Point annotation records:
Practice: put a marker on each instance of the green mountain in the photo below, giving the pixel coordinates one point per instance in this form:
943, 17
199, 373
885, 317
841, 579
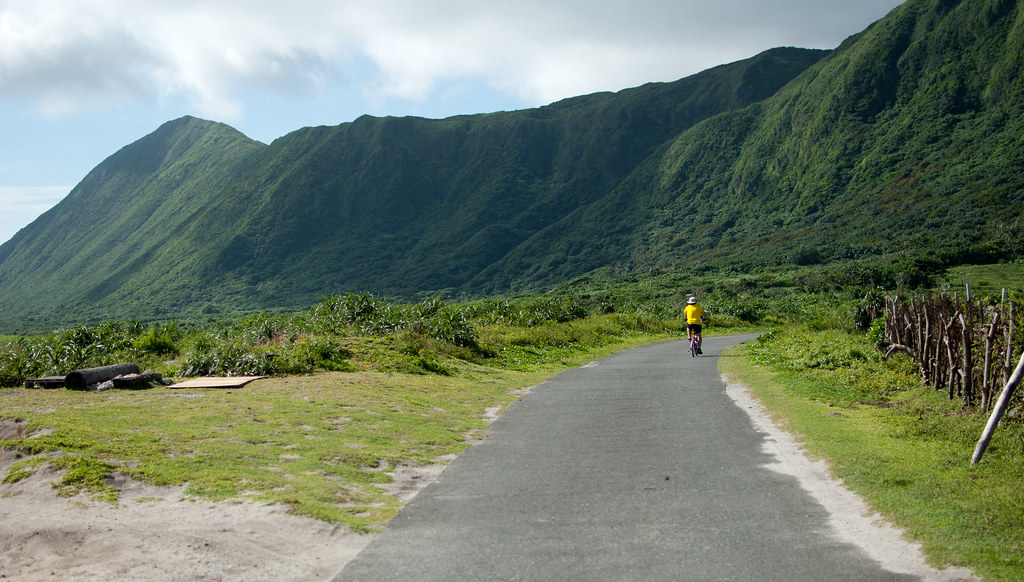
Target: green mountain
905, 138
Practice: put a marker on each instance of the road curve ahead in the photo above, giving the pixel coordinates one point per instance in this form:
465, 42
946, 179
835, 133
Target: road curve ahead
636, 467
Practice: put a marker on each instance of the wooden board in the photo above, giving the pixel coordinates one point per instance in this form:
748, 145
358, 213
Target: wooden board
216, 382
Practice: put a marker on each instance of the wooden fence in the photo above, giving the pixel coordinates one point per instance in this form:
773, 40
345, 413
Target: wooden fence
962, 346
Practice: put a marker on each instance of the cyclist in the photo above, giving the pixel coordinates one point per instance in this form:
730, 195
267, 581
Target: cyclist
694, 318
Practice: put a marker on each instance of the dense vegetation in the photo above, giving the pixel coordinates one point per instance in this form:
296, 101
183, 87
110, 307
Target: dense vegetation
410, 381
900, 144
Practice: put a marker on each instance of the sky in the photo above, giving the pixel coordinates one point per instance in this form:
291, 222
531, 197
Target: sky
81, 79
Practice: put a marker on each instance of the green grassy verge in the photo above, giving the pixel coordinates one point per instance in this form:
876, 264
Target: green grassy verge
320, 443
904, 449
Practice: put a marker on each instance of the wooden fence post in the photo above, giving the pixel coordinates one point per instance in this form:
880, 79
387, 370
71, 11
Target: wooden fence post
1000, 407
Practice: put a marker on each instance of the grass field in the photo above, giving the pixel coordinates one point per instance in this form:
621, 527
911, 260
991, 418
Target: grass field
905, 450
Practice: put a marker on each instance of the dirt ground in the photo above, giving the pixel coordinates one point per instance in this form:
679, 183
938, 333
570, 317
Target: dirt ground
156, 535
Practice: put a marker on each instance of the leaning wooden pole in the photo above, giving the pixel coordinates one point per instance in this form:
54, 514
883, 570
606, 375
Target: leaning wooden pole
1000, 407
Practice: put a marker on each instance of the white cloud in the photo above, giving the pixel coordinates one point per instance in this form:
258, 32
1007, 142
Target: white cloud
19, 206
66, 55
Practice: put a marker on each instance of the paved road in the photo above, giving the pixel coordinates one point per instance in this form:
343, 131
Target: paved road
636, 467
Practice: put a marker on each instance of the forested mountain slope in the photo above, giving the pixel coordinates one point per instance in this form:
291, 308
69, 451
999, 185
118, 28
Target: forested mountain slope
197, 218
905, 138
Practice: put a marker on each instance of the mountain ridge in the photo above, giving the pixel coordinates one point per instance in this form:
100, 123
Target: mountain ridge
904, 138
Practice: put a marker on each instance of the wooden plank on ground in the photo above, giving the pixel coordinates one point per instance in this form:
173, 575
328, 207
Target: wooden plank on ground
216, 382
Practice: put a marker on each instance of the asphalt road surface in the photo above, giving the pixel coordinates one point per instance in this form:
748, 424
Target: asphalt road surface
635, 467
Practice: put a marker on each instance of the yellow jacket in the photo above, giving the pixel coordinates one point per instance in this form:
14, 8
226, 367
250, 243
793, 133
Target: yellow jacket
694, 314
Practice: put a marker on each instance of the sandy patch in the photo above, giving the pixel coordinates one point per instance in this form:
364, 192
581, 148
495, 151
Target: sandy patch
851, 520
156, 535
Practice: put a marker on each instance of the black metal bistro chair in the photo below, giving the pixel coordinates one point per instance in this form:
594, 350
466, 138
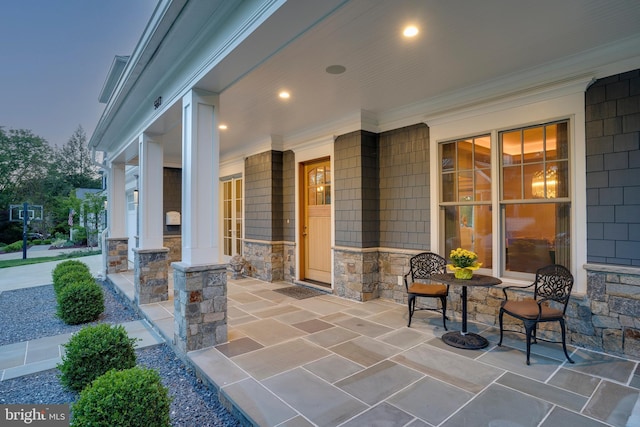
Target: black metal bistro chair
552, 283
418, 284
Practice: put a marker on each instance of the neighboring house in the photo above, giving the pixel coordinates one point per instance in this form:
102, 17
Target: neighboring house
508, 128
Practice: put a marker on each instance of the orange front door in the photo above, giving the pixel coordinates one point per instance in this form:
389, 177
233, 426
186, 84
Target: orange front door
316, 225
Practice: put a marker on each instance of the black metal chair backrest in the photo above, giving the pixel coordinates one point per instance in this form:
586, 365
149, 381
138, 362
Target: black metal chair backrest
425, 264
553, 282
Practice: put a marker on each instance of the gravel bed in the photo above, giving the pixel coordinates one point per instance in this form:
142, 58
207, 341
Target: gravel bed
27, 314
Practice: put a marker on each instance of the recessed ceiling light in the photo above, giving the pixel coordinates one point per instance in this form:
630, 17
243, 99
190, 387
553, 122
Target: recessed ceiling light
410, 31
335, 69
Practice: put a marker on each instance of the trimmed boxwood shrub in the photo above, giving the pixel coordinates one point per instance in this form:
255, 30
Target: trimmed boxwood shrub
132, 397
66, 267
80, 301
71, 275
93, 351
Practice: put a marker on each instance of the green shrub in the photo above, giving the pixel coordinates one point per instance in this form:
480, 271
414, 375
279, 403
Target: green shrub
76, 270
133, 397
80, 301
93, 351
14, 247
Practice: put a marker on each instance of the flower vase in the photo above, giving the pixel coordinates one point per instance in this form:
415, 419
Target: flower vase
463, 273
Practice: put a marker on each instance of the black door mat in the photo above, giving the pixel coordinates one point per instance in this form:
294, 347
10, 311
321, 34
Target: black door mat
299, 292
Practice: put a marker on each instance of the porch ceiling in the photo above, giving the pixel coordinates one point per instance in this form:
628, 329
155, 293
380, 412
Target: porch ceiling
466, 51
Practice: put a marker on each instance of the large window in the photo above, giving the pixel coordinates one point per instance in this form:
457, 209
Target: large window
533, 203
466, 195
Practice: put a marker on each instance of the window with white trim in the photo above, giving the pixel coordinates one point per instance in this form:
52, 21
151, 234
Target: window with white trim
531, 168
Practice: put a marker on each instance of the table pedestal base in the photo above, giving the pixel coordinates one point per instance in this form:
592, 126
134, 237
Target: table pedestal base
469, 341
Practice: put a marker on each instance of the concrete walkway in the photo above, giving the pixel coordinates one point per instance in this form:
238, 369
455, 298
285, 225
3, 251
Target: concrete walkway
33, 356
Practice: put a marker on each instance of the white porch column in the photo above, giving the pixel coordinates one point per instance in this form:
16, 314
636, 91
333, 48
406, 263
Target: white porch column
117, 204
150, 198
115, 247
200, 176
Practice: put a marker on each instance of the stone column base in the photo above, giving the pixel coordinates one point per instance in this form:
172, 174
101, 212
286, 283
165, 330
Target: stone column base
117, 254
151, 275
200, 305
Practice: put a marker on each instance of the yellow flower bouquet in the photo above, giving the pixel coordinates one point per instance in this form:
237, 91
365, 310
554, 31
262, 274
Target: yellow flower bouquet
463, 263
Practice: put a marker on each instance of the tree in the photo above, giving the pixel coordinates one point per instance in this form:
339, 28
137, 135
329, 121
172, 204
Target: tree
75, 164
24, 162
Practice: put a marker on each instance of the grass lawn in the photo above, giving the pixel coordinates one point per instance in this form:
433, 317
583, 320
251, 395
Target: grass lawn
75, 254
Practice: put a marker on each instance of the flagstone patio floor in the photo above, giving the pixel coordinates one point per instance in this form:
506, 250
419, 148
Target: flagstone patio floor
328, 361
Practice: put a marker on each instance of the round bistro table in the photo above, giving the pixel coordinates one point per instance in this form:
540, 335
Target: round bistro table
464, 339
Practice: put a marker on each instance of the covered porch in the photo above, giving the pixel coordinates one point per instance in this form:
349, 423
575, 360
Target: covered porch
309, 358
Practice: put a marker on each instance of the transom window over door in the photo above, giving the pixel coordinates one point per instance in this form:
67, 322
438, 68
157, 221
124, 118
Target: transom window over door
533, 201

WHAT THIS TASK INVOLVES: Print the complete listing exactly, apart from any pictures.

COMPLETED TASK:
Practice: put a marker on each instance of the green mountain in the photo below, giving the pixel coordinates one point per instance in this form:
943, 17
199, 373
885, 317
841, 579
Target: green mountain
905, 138
Practice: put a marker on each instance of the road curve ahead in the photo above, giving the pixel coordinates one point per instance in this form:
465, 42
946, 179
835, 133
Target: road curve ahead
636, 467
Practice: put a marker on each instance of the wooden board in the photo above, giving the pixel coordinates one point per instance in this form:
748, 145
358, 213
Target: wooden board
216, 382
Practice: put a marker on each instance of the wooden fence in the photo above, giving the pixel coordinates one point per instance in this form:
773, 40
345, 413
Target: wooden fence
962, 346
Practice: put a marker on each instance of the cyclist in the photo above, giving the pixel coordinates one point per instance in this form:
730, 195
267, 581
Target: cyclist
694, 318
Practice: put a marker on each instance of the dense vegetation in the photo above, giving the pixel coordinates one point per instance in this form:
296, 101
183, 87
110, 307
Target: dense vegetation
410, 381
900, 144
Practice: put a marker on each instance of the sky in the photo above, giving the pixel coordinates one point per instance in this form:
291, 222
531, 197
Target: sky
81, 79
Practice: put a marker on each instance of the green grassy verge in the photo above, giving the pixel coordinates one point per instance in this form:
876, 264
Target: green grassy verge
320, 443
904, 449
Practice: put a marker on each instance of the wooden fence post in the photo above, giving the pixel coordinates one point per instance in this form:
880, 79
387, 370
71, 11
Target: wooden fence post
1000, 407
Practice: put a marker on each instance of the grass field in the photo above, giving the pixel coordinates one point per instance in this form:
621, 527
911, 260
991, 418
Target: grass field
905, 450
Practice: put a marker on each instance of the dirt ground in the photo above, giving the pixel coordinates one point per instance in this form:
679, 183
938, 333
570, 317
Target: dirt ground
156, 535
Practice: put a marker on each instance of the leaning wooden pole in the photo above, giving the pixel coordinates one point per instance in this form:
54, 514
883, 570
606, 375
Target: leaning wooden pole
1000, 407
Practice: put a marker on each instance of the white cloud in the photo above, giving the pixel coordinates one point per instance in this form:
258, 32
1007, 142
Target: white cloud
19, 206
66, 55
Practice: put a marker on each instance of the paved road in the photo above, giving the pixel coordinates one point per instance in this form:
343, 131
Target: paved road
636, 467
Practice: put a marker on each instance of the forested mountain slope in the photo above, giving the pixel coordinates one point per instance in this form:
291, 308
69, 451
999, 185
118, 28
Target: forested mountain slope
197, 218
905, 138
Practice: put a marker on each instance of the mountain ridge in the photo above, giving the pixel coordinates one point per instance in this form:
100, 123
Target: mountain ridge
904, 138
Practice: put a marker on each instance of the wooden plank on ground in the photo above, giving the pixel coordinates one point per instance in this form:
173, 575
328, 207
Target: wooden plank on ground
216, 382
Practice: put a marker on each instance of the asphalt road surface in the photo above, giving the pixel coordinates one point per instance in this form:
748, 424
Target: asphalt road surface
635, 467
Practice: put a marker on each instance of the yellow jacket in the photo above, giving the pixel coordinates one point per instance in this form:
14, 8
226, 367
250, 243
793, 133
Target: yellow jacket
694, 314
Practice: put a marker on each instance of the sandy patch in the photo above, giving the pixel coordinates one point per instance in this form:
364, 192
581, 148
495, 151
Target: sandy patch
851, 520
156, 535
Practice: put a marker on each instance of the black metal bistro chair in the photo below, giving the pixel coordinates one point per instance in this form:
594, 350
466, 138
Target: black metal bistro chair
552, 283
418, 284
Practice: put a marker on each instance of the neighboring house in the photo above, giving the pixel coordinates one point per instance in this form:
102, 17
Target: neighboring house
508, 128
Practice: put a marker on each instance of the orange front door in the photo above, giving the pixel coordinates one point per instance in this form:
389, 177
233, 426
186, 84
Target: orange front door
316, 225
Practice: put a marker on each instance of the black metal chair backrest in the photo above, giving the pixel coordinates one point per instance in this form:
586, 365
149, 381
138, 362
Target: black metal chair backrest
425, 264
553, 282
Practice: put a marker on each instance of the gravel bed in the photo above, giving the pixel coordinates one point per instance in this form:
142, 58
207, 341
Target: gravel bed
27, 314
Practice: put a marker on each instance of the recessed ceiling light in the photo above, giving the pixel coordinates one point per instance in this form:
630, 17
243, 99
190, 387
553, 122
Target: recessed ceiling light
410, 31
335, 69
Practice: put a marker on each instance of the trimmed boxwood shrub in the photo above, giving the pixel coordinates one point per instance in this form:
255, 30
Target: trimmed boxwood shrub
132, 397
66, 267
80, 301
71, 275
93, 351
Practice: put a marker on each instance of the green shrub in the photo above, giving the pixel coordinates one point per instance in this form:
480, 271
414, 375
279, 403
Target: green shrub
76, 270
133, 397
80, 301
93, 351
14, 247
Practice: put a marker on each instance of the flower vase in the photo above, giving the pixel coordinates one point per instance in this form:
415, 419
Target: flower vase
463, 273
Practice: put a marker on each instance of the black door mat in the photo above, giving the pixel coordinates one point per instance in this form:
294, 347
10, 311
321, 34
Target: black door mat
299, 292
Practice: put a marker on each instance of the porch ceiling in the photo above, giving the pixel coordinates one point per instance in this form:
628, 329
155, 293
380, 412
Target: porch ceiling
466, 51
Practice: put a marker on each instance of the large window in the photo above, giving the pixel coordinates one point per instance in this form:
457, 209
Target: large window
533, 203
466, 195
Practice: put a marker on each instance of the window with white trim in the photo above, giving the pixel coordinates one point per instance in this form:
52, 21
151, 234
Target: window with white trim
531, 168
Practice: put a marker on each instance of the table pedestal base in the photo above, giving the pixel coordinates one point per instance in this form:
592, 126
134, 237
Target: table pedestal base
469, 341
Practice: put a marker on each instance of the concrete walkway in the photo above, giving the pixel coordinates one point per instance in this form:
238, 369
455, 298
285, 225
3, 251
Target: concrete walkway
33, 356
Practice: put a marker on each instance of the white porch column in the photo above, giving the pixel coordinates one point per instance in this form:
16, 314
636, 91
333, 48
406, 263
Target: white porch column
117, 204
150, 198
115, 247
200, 176
Practice: put a marker on each instance of the stone column base in the photo above, giving the pixel coordinates one point per instance in this form:
172, 174
101, 212
286, 283
165, 330
Target: stone column base
117, 254
151, 275
200, 305
Practice: put a marker on each instance of the yellow flower bouquet in the photo above, giving the pixel coordinates one point per instance in this form:
237, 91
365, 310
554, 31
262, 274
Target: yellow flower bouquet
463, 263
Practice: put a marker on each instance of the tree in the photo above, giving the pixel coordinates one point per instance in this form:
339, 28
137, 135
329, 121
172, 204
Target: tree
75, 164
24, 162
Practice: put a marker on each instance of the grass lawn in the photo above, giving the pixel coordinates one point per instance in this form:
433, 317
583, 320
251, 395
Target: grass lawn
75, 254
Practice: put a marker on each instance of the flagstone patio floor in the photo above, giving the pixel coordinates one point per instance in this form:
506, 250
419, 148
Target: flagstone patio floor
328, 361
Practice: put a marker on each instance of the round bistro table in the photo above, giving the pixel coordinates one point per instance in this form:
540, 335
Target: round bistro table
464, 339
Practice: put a marker on each instance of the covered porch in the photo above, giving the pixel coordinates one point per instance in this form:
349, 423
575, 360
Target: covered porch
309, 358
Practice: put a marker on each instance of the transom window over door in the photo above, giving the pixel coordinates one point per instance in this form:
67, 322
438, 68
157, 221
124, 118
Target: transom window over door
533, 201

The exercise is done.